The Chinese regime demanded that the Danish newspaper Jyllands-Posten apologize for publishing a caricature of the coronavirus simulating a Chinese flag on Jan. 26.
The demand was taken as an attempt to extend the censorship applied in China to other countries in the world, while Danish Prime Minister Mette Frederiksen declared that freedom of expression in Denmark includes the cartoons.
“We have a very, very strong tradition in Denmark not only for freedom of expression, but also for satirical drawings, and we will have that in the future as well,” Frederiksen defended, stressing that this would not change, according to Fox5Vegas.
Jyllands-Posten Editor-in-Chief Jacob Nybroe explained that they did not try to ridicule the Chinese regime and that the discrepancy was due to different cultural approaches.
“Under no circumstances was it ever the intention to offend the Chinese people, nor to exploit the existing serious situation, in which the coronavirus is costing human lives, for satire,” Nybroe said.

= = = = =

**Exercise objective:**
Print everything in the article on the coronavirus cartoon from "The demand was" down to "different cultural approaches.", word for word.

**Supplied entries:**
= = = = =

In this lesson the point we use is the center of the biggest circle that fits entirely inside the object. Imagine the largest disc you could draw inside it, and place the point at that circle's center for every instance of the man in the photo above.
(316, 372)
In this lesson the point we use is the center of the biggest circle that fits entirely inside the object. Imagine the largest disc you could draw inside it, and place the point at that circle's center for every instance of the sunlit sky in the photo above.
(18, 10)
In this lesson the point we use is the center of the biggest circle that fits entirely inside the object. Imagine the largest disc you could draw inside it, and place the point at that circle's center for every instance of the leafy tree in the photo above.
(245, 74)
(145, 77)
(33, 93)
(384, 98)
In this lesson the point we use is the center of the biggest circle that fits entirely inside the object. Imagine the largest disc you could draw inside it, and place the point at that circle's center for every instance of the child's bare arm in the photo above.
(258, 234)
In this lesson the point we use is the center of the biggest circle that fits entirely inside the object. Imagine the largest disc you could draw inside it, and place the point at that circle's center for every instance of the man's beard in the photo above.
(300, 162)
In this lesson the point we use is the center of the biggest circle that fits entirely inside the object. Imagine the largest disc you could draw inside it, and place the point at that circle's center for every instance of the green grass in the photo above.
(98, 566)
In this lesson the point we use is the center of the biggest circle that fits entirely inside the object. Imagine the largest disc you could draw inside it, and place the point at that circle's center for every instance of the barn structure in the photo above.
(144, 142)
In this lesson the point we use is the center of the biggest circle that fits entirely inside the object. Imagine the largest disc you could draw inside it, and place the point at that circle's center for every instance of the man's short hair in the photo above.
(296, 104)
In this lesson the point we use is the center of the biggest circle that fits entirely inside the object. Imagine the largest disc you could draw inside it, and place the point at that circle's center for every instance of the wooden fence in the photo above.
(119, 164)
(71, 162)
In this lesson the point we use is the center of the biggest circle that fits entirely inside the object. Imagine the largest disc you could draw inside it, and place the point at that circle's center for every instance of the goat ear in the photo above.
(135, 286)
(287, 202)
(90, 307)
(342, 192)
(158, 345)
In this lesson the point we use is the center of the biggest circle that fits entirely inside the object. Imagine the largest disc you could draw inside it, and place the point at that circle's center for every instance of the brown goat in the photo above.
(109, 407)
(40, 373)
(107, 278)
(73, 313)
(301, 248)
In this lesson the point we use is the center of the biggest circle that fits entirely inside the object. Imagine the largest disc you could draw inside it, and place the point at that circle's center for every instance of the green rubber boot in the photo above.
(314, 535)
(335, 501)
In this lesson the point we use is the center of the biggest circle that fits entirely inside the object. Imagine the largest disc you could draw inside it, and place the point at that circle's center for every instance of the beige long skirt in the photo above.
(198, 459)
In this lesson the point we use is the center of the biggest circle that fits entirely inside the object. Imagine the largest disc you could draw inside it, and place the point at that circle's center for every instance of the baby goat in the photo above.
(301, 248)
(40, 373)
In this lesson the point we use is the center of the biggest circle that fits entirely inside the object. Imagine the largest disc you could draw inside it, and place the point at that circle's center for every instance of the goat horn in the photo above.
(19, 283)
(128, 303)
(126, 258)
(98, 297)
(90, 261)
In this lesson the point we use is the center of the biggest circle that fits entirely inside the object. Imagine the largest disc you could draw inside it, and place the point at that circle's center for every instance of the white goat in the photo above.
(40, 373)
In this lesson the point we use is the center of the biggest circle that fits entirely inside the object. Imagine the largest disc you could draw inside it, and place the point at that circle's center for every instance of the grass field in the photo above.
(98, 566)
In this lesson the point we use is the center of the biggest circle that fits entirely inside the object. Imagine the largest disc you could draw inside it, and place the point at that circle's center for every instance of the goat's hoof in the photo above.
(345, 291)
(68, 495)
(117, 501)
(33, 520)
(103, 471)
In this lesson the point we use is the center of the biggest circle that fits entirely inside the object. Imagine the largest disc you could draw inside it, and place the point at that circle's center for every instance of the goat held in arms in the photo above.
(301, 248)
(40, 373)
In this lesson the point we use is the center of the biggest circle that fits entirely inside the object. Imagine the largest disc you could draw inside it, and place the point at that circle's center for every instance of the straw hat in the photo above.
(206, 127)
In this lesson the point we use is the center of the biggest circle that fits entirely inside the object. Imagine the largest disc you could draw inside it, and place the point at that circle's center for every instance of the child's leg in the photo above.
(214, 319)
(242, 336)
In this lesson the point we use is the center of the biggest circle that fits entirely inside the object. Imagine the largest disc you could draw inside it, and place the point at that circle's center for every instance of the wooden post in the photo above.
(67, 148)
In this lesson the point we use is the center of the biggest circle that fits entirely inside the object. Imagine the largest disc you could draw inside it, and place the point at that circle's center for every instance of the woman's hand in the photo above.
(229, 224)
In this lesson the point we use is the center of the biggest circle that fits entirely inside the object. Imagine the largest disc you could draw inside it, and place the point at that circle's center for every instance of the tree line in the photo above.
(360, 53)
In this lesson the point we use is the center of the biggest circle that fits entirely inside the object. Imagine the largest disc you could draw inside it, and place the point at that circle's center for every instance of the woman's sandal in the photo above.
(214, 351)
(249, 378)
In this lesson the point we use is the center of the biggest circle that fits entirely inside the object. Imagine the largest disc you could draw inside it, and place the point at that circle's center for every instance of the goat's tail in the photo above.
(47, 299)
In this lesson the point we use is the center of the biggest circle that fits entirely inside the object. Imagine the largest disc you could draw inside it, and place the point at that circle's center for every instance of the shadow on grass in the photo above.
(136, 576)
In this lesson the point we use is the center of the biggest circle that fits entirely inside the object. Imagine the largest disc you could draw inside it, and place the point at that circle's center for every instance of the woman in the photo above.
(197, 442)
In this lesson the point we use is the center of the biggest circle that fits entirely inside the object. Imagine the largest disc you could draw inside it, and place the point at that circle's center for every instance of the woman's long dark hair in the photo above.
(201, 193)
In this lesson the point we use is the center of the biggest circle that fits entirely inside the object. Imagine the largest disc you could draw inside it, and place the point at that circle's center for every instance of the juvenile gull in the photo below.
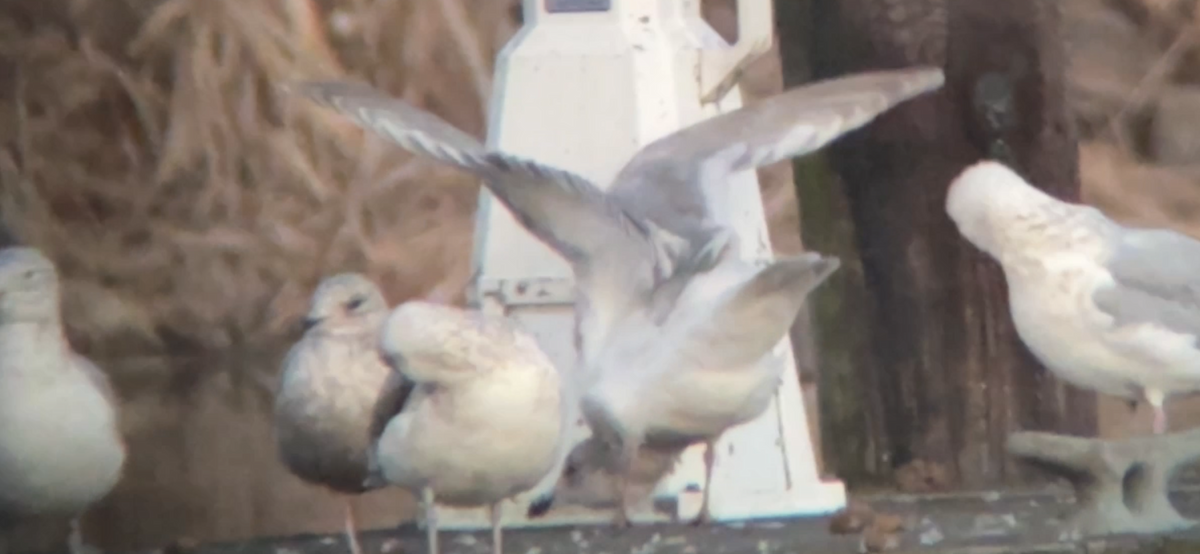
(486, 420)
(672, 323)
(335, 391)
(1105, 307)
(60, 449)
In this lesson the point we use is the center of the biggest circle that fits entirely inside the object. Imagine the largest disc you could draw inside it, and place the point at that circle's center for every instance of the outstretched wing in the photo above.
(1157, 275)
(665, 181)
(615, 256)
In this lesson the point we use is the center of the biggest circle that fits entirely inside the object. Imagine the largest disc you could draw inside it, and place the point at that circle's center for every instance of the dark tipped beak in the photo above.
(539, 506)
(309, 323)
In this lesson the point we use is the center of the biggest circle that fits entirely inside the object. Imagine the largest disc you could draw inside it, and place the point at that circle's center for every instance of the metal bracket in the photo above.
(527, 291)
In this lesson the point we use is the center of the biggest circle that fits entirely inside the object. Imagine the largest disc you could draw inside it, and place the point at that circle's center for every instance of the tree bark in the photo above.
(946, 378)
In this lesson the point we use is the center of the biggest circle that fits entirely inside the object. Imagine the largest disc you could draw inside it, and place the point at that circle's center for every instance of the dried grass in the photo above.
(189, 206)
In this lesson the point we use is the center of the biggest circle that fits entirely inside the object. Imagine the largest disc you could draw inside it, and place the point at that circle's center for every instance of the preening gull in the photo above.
(335, 391)
(486, 420)
(1103, 306)
(60, 446)
(672, 323)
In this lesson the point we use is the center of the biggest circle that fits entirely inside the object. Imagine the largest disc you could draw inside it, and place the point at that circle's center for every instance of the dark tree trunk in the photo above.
(943, 377)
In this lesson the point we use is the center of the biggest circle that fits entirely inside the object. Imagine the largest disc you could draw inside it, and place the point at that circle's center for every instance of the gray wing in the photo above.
(665, 180)
(391, 401)
(1157, 276)
(565, 211)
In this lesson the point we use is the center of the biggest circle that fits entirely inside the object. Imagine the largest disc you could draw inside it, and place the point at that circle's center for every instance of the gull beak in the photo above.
(309, 323)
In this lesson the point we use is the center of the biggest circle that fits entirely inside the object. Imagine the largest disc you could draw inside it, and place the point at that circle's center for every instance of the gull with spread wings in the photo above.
(673, 325)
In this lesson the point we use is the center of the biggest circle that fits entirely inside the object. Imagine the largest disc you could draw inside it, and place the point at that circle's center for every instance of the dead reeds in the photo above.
(189, 205)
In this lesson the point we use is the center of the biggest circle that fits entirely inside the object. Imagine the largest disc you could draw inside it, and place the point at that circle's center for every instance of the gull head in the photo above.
(988, 200)
(346, 303)
(29, 287)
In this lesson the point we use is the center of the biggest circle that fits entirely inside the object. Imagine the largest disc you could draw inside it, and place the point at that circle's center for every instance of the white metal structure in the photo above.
(582, 86)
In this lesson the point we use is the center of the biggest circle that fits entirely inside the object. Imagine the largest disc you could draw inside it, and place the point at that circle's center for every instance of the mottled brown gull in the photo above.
(673, 325)
(486, 420)
(336, 392)
(1103, 306)
(60, 446)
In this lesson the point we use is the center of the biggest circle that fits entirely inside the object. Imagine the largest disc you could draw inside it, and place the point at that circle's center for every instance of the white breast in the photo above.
(59, 445)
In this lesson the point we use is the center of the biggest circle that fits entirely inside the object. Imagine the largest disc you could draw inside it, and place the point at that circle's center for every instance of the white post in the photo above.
(583, 85)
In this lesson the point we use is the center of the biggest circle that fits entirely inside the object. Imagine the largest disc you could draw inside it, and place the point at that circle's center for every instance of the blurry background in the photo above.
(191, 212)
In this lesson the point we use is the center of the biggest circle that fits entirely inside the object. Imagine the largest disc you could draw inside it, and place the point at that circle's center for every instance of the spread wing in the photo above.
(666, 179)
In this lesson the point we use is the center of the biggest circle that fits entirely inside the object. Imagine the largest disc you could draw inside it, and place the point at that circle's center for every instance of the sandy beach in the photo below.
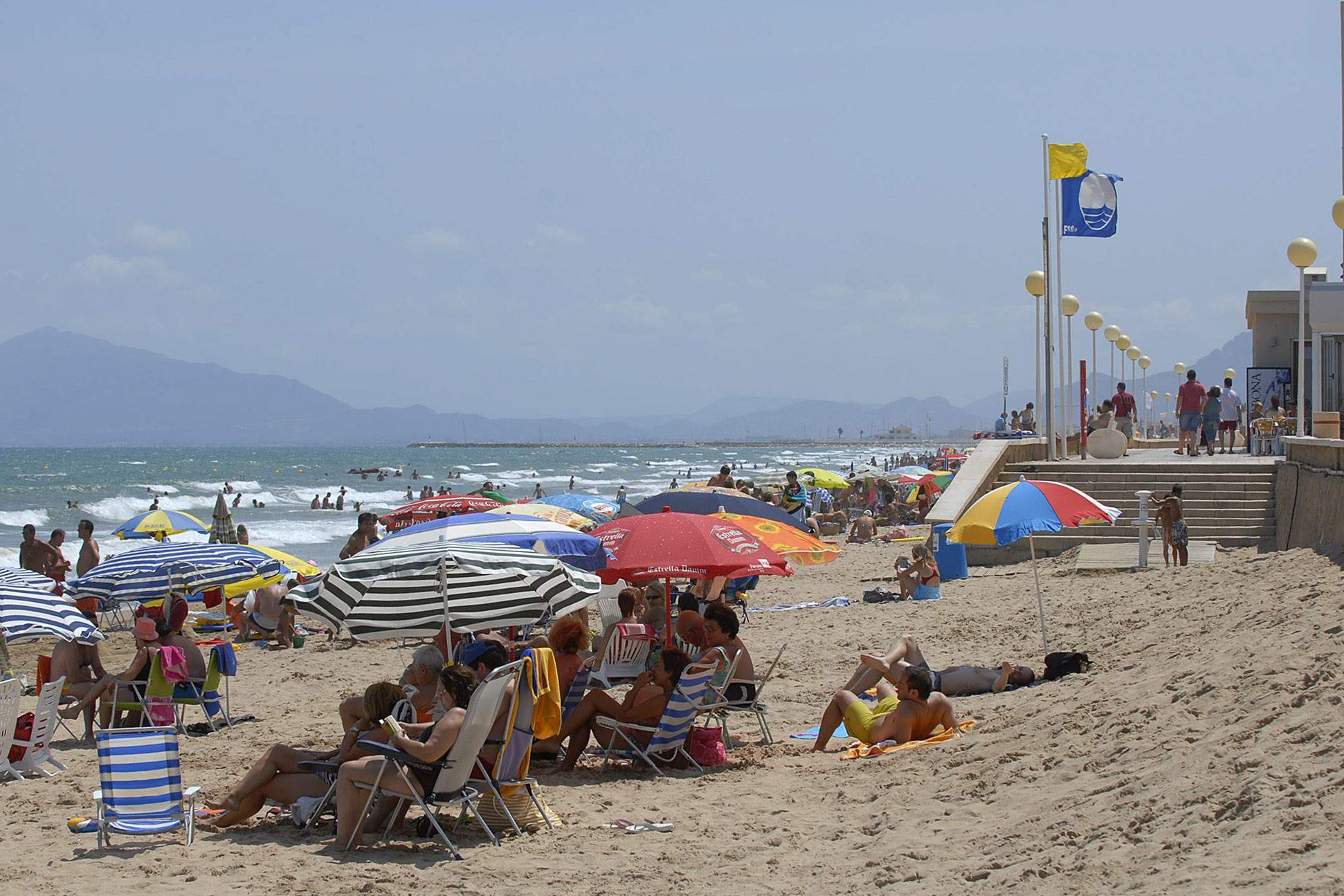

= = = = =

**Output of the task:**
The demand was taken as an attempt to extend the censorship applied in China to other countries in the world, while Danish Prime Minister Mette Frederiksen declared that freedom of expression in Denmark includes the cartoons.
“We have a very, very strong tradition in Denmark not only for freedom of expression, but also for satirical drawings, and we will have that in the future as well,” Frederiksen defended, stressing that this would not change, according to Fox5Vegas.
Jyllands-Posten Editor-in-Chief Jacob Nybroe explained that they did not try to ridicule the Chinese regime and that the discrepancy was due to different cultural approaches.